* _Directions for this task_: Set down every record below exactly as written, but leave out the pictures.

[Dataset records]

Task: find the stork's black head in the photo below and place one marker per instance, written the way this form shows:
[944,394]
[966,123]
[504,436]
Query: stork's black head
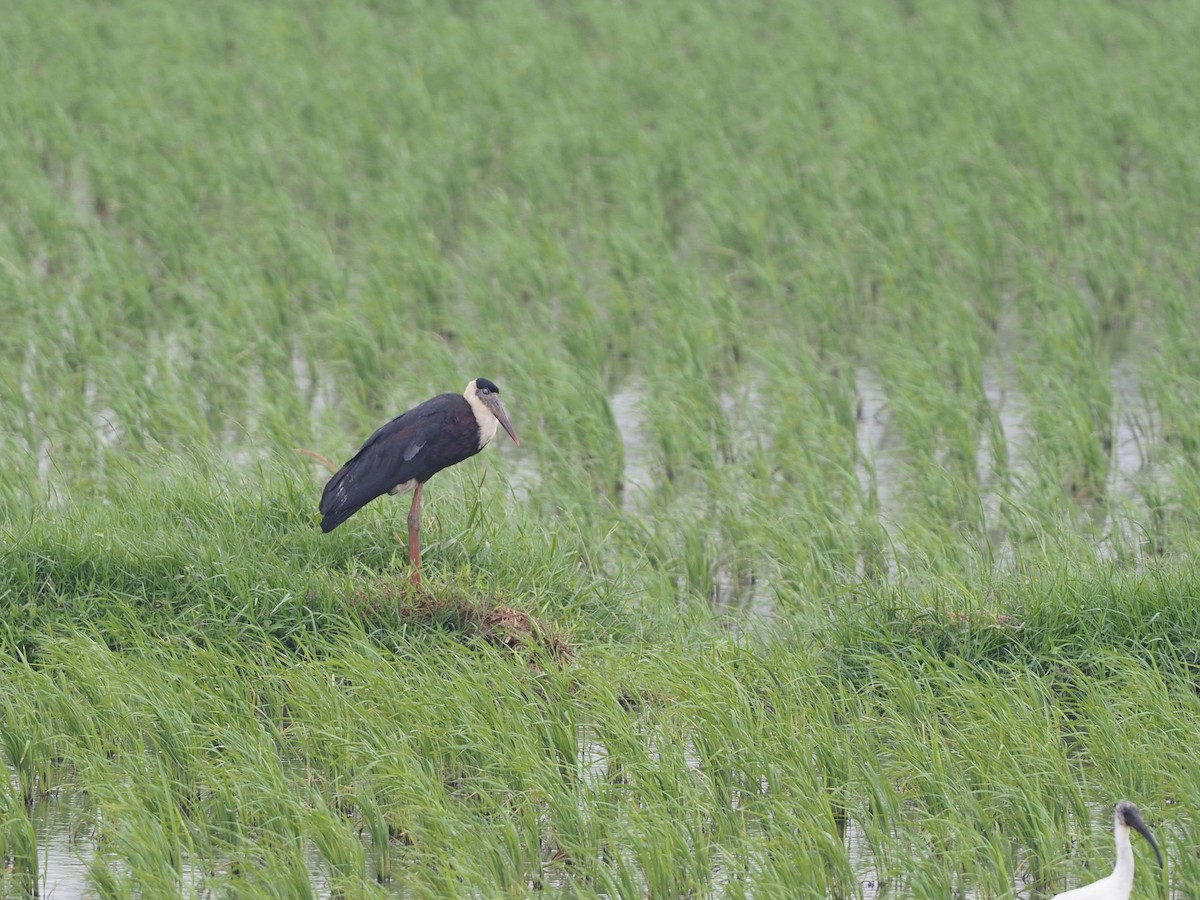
[1128,815]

* _Reply_:
Task: find the stork's black head in the photo below and place one marker per instance, written the way this form shows:
[944,394]
[966,123]
[504,436]
Query: stork's black head
[1128,815]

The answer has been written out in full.